• [Goals]:
(1) According to the computing article, in what year did the new Computing Curriculum come into effect?
(2) Name the three things the author's strategies combine, as listed in the computing article.
(3) Write the next part of the computing article, starting after its final sentence.

• [Excerpt to read]:
--- start ---

Creative approaches to computing at primary school

Julian WoodWhen the new Computing Curriculum came into effect in 2014, it was a much-needed revision. While the ICT Curriculum contained plenty of practical skills, much of it was also very outdated. But the challenge was not small - if ICT was like learning to drive a car, the new Computing Curriculum was akin to learning how to build one!

Creative ways to teach

When the curriculum was introduced, I thought that it was a huge gamble. It could either launch future generations into programming or completely turn a generation off computing. In light of this, I feel that teachers have a huge responsibility to teach computing well and I’ve found children learn much better using creative methods. That’s why the strategies I’ve developed take a focus that is active, combining goal-orientated tasks, with first hand personal experiences and topics/themes that the students are interested in. It’s very important for students (and teachers) to realise why they are learning to code, to show them real-world applications and to help them to understand why computer science is important, now and in the future.

Practical examples include:

Algorithms: Simply put, algorithms are instructions or rules for computers. One way to teach children about this is to choose a fun, structured dance routine, which is popular with students e.g. the Macarena, and ask them to show you how it’s done. By encouraging them to break the moves down into steps (using pictures, sketches or symbols) you can teach children about algorithmic formation and delivery. This is also an easy way to engage girls in computer science.

Computational thinking: This involves ‘thinking like a computer’, i.e. in a logical, linear way. Give young children sorting bears or blocks and they will immediately arrange them by size, shape or colour. This is essentially what a database does. Using Lego bricks, an agreed shape and barrier games is an excellent way to introduce computational thinking.

--- end ---

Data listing
--- start ---

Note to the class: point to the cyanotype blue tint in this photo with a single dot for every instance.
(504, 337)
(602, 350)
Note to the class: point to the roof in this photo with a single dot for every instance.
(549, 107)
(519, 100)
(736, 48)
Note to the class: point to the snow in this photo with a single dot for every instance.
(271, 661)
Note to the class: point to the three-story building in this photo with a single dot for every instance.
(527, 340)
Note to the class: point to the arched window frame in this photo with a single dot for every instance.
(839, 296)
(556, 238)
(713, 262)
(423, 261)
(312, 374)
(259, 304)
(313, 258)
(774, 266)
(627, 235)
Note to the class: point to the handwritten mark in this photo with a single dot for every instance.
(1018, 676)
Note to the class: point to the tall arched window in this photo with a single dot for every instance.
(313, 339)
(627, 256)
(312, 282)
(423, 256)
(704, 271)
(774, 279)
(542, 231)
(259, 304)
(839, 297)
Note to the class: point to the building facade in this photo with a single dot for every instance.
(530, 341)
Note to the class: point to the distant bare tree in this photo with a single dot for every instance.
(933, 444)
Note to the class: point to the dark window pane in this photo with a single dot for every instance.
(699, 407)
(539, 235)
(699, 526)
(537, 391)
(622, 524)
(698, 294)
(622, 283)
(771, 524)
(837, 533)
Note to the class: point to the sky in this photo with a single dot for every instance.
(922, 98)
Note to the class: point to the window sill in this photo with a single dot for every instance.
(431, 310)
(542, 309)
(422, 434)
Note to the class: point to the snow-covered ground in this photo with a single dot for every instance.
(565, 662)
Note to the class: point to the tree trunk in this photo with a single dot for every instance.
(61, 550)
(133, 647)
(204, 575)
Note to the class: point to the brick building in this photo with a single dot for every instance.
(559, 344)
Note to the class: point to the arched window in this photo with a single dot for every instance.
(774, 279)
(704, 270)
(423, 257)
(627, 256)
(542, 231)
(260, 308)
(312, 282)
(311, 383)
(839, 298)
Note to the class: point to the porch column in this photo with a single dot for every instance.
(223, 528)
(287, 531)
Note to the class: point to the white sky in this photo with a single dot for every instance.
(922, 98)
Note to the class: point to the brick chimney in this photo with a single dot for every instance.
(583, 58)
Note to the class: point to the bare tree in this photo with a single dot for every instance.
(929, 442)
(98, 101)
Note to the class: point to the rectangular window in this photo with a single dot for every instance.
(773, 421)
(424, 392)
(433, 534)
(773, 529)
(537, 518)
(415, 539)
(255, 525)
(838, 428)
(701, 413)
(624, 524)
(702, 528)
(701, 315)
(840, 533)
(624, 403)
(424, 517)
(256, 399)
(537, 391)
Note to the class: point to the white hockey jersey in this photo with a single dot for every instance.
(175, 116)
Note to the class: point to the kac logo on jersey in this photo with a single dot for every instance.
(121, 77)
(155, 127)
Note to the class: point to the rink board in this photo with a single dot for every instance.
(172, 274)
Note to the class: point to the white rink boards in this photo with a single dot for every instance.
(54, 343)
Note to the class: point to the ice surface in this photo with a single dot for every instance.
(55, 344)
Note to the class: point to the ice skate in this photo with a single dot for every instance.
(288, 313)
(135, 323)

--- end ---

• [Expected answers]:
(1) 2014

(2) Goal-orientated tasks, first hand personal experiences, and topics/themes that the students are interested in.

(3)
Robotics: Ask a child to create a robotic algorithm and prepare for a blank stare! However, show students videos of a competition using programmable robotic mice to solve a maze and it puts things into context. Children will quickly learn what robots can do, what an algorithm is used for, and why we need to program one. Show Google self-driving cars and Amazon delivery drones for more real-life applications of robots.

Graphics: At their most fundamental level computer graphics are built using binary code. Using colour-coded graph paper in place of binary data, you can introduce the concept of simple graphics such as bitmaps and sprites. Add in a simple binary code and use Tetris shape tessellation for variation. This technique has an almost endless array of applications in art classes.

Boosting teacher confidence

As the methods above demonstrate, computing needn’t be divorced from creativity. However, for some teachers the subject can be so daunting that creativity is the last thing on their minds. Here are some things to remember:

  • It is not as daunting as it sounds: As a subject, computing is much more straightforward than we think. For instance, the term ‘algorithm’ is just a technical word for something teachers use every day - rules and instructions!
  • Compliment screen time with other activities: In unfamiliar territory, it’s tempting to focus purely on instructional learning. Programmes and apps have their place, but they should be combined with active, practical, ‘unplugged’ tasks to help children to understand computing theory.
  • You need minimal computer knowledge and technology: Much of the computing curriculum - especially at primary - can be paper-based. ‘Unplugged’ teaching makes tasks much less overwhelming and easier to teach, especially if your school has little tech available.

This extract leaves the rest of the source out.